Brief ::
Lay out every line of the records below as a Markdown table with two columns, Row for the row number and Line for the line itself. Skip blank lines.

(Collection entries)
____

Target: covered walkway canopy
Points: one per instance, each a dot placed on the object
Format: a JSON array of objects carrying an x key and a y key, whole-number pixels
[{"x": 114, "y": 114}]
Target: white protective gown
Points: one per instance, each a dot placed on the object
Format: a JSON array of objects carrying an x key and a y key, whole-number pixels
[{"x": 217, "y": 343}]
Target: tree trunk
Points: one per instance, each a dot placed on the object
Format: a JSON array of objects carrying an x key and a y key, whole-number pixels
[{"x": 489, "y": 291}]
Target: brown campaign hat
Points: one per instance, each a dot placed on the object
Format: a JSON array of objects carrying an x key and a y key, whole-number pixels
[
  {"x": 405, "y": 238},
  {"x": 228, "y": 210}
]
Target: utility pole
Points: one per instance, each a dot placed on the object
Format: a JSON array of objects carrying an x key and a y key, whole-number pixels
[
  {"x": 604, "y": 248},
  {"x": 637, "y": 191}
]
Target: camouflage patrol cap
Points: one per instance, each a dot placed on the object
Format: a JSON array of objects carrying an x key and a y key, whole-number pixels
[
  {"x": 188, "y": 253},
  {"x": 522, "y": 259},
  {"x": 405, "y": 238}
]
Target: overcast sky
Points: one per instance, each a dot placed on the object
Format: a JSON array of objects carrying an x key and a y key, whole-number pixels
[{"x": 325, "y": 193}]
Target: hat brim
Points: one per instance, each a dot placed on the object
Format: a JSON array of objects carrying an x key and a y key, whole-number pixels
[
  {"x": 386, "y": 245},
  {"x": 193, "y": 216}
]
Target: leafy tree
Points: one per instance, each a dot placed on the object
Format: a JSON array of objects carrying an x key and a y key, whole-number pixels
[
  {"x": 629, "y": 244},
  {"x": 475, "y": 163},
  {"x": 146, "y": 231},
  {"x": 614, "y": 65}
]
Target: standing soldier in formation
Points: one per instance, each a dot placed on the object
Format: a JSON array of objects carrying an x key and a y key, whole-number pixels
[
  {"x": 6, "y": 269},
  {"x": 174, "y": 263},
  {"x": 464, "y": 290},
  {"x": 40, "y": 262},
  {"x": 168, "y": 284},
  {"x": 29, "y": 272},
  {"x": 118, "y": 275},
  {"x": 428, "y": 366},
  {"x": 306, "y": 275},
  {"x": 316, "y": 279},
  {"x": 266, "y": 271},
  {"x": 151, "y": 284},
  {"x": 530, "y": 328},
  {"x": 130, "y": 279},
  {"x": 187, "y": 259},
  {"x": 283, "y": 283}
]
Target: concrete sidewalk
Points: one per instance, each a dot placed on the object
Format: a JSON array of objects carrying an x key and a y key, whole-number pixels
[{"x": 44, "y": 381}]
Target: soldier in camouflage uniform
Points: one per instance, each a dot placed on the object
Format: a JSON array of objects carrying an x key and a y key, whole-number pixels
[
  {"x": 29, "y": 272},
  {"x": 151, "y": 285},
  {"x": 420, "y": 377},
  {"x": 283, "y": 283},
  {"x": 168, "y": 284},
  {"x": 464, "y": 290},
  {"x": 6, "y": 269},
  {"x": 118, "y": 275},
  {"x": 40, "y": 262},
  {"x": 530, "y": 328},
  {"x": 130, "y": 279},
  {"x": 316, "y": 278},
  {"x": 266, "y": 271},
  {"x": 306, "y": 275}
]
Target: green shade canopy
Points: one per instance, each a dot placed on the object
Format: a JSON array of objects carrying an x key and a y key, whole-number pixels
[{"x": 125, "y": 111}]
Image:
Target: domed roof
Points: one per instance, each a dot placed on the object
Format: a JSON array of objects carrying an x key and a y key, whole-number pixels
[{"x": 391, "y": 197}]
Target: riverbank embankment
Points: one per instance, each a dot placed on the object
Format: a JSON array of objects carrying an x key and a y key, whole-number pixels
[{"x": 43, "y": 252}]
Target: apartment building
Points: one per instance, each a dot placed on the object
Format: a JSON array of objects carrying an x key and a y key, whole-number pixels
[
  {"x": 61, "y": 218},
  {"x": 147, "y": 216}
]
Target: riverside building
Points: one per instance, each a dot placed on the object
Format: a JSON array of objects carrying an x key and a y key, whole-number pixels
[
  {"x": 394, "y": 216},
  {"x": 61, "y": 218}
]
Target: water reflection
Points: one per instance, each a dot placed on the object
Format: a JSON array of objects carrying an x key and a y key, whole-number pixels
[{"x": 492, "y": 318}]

____

Answer to the task ::
| Row | Line |
|---|---|
| 1 | Target: covered walkway canopy |
| 2 | Points: one per instance, each a dot placed on the object |
| 3 | Format: a JSON array of objects carrying an x key and a y key, whole-number pixels |
| 4 | [{"x": 114, "y": 114}] |
| 5 | Target: white protective gown |
| 6 | Points: one per instance, each a dot placed on the object |
| 7 | Format: a JSON array of objects carrying an x key and a y key, whole-number pixels |
| 8 | [{"x": 217, "y": 343}] |
| 9 | Target: tree trunk |
| 10 | Points: one per instance, each a dot placed on the object |
| 11 | Format: a JSON array of objects carrying an x key and a y key, whole-number pixels |
| 12 | [{"x": 489, "y": 291}] |
| 13 | Target: brown campaign hat |
| 14 | Points: one per instance, each a dot placed on the object |
| 15 | Format: a JSON array of objects carrying an x key and a y key, whole-number pixels |
| 16 | [ |
| 17 |   {"x": 405, "y": 238}, |
| 18 |   {"x": 228, "y": 210} |
| 19 | ] |
| 20 | Target: utility pole |
| 21 | Points: one per instance, each a dot placed on the object |
| 22 | Format: a JSON array of objects carrying an x key and a y key, whole-number pixels |
| 23 | [ |
| 24 |   {"x": 604, "y": 248}, |
| 25 |   {"x": 637, "y": 191} |
| 26 | ] |
| 27 | Target: camouflage patrol cap |
| 28 | Points: one per instance, each a dot placed on the object |
| 29 | Format: a JSON array of objects carrying an x key and a y key, whole-number pixels |
| 30 | [ |
| 31 |   {"x": 188, "y": 253}, |
| 32 |   {"x": 522, "y": 259}, |
| 33 |   {"x": 405, "y": 238} |
| 34 | ] |
| 35 | Target: overcast sky |
| 36 | Points: one per instance, each a dot placed on the object |
| 37 | Format: a JSON array of objects carrying an x key and a y key, whole-number pixels |
| 38 | [{"x": 325, "y": 193}] |
| 39 | Target: hat brim |
| 40 | Points: one per instance, each a dot placed on the object |
| 41 | Format: a JSON array of objects carrying an x key and a y key, whole-number pixels |
| 42 | [ |
| 43 |   {"x": 386, "y": 245}, |
| 44 |   {"x": 193, "y": 216} |
| 45 | ] |
| 46 | Target: leafy tree |
| 47 | Points: one per instance, each a dot placed on the object |
| 48 | Format: a JSON array of objects carrying an x key and a y key, whole-number pixels |
| 49 | [ |
| 50 |   {"x": 629, "y": 244}, |
| 51 |   {"x": 475, "y": 163}, |
| 52 |   {"x": 146, "y": 231}, |
| 53 |   {"x": 614, "y": 65} |
| 54 | ] |
| 55 | Target: standing soldier in formation |
| 56 | Points: one per instance, each a dot placed on the object |
| 57 | Format: a JSON array of objects carrying an x key and a y key, whole-number pixels |
| 58 | [ |
| 59 |   {"x": 6, "y": 269}, |
| 60 |   {"x": 174, "y": 263}, |
| 61 |   {"x": 464, "y": 290}, |
| 62 |   {"x": 40, "y": 262}, |
| 63 |   {"x": 168, "y": 284}, |
| 64 |   {"x": 29, "y": 272}, |
| 65 |   {"x": 118, "y": 275}, |
| 66 |   {"x": 428, "y": 366}, |
| 67 |   {"x": 306, "y": 275}, |
| 68 |   {"x": 316, "y": 279}, |
| 69 |   {"x": 266, "y": 271}, |
| 70 |   {"x": 151, "y": 284}, |
| 71 |   {"x": 530, "y": 328}, |
| 72 |   {"x": 130, "y": 279}, |
| 73 |   {"x": 187, "y": 259}, |
| 74 |   {"x": 283, "y": 283} |
| 75 | ] |
| 76 | Target: concrete sidewalk |
| 77 | Points: one per instance, each a dot placed on the object |
| 78 | Format: a JSON array of objects carrying an x key and a y key, whole-number pixels |
| 79 | [{"x": 44, "y": 381}] |
| 80 | Target: soldier in camouflage uniform |
| 81 | Points: one per instance, each a dot placed on the object |
| 82 | Format: a JSON array of objects carrying an x key and a y key, whole-number pixels |
| 83 | [ |
| 84 |   {"x": 29, "y": 272}, |
| 85 |   {"x": 151, "y": 285}, |
| 86 |   {"x": 420, "y": 377}, |
| 87 |   {"x": 283, "y": 283}, |
| 88 |   {"x": 168, "y": 284}, |
| 89 |   {"x": 464, "y": 290}, |
| 90 |   {"x": 6, "y": 269}, |
| 91 |   {"x": 118, "y": 275}, |
| 92 |   {"x": 40, "y": 262}, |
| 93 |   {"x": 530, "y": 328}, |
| 94 |   {"x": 130, "y": 279}, |
| 95 |   {"x": 316, "y": 278}, |
| 96 |   {"x": 266, "y": 271}, |
| 97 |   {"x": 306, "y": 275} |
| 98 | ] |
| 99 | Target: green shade canopy |
| 100 | Points: one per instance, each a dot placed on the object |
| 101 | Format: a JSON array of objects carrying an x key and a y key, whole-number pixels |
| 102 | [{"x": 125, "y": 111}] |
| 103 | Image: |
| 104 | Target: domed roof |
| 105 | Points: one per instance, each a dot placed on the object |
| 106 | Format: a JSON array of objects carrying an x key and a y key, whole-number pixels |
| 107 | [{"x": 391, "y": 197}] |
| 108 | Target: riverbank embankment |
| 109 | Points: one per instance, each a dot placed on the object |
| 110 | Format: a JSON array of objects carrying an x key and a y key, whole-number pixels |
| 111 | [{"x": 43, "y": 252}] |
| 112 | Target: apartment building |
| 113 | Points: one per instance, each a dot placed on the object |
| 114 | Format: a JSON array of objects carrying an x key and a y key, whole-number pixels |
| 115 | [ |
| 116 |   {"x": 61, "y": 218}, |
| 117 |   {"x": 147, "y": 216} |
| 118 | ] |
| 119 | Target: riverside building |
| 120 | Points: one per instance, each a dot placed on the object |
| 121 | Format: a JSON array of objects carrying an x key and a y key, whole-number pixels |
| 122 | [ |
| 123 |   {"x": 394, "y": 216}, |
| 124 |   {"x": 61, "y": 218} |
| 125 | ] |
| 126 | Target: water reflection |
| 127 | Points: one per instance, each a dot placed on the object |
| 128 | Format: a JSON array of objects carrying an x key and a y key, whole-number pixels |
| 129 | [{"x": 492, "y": 318}] |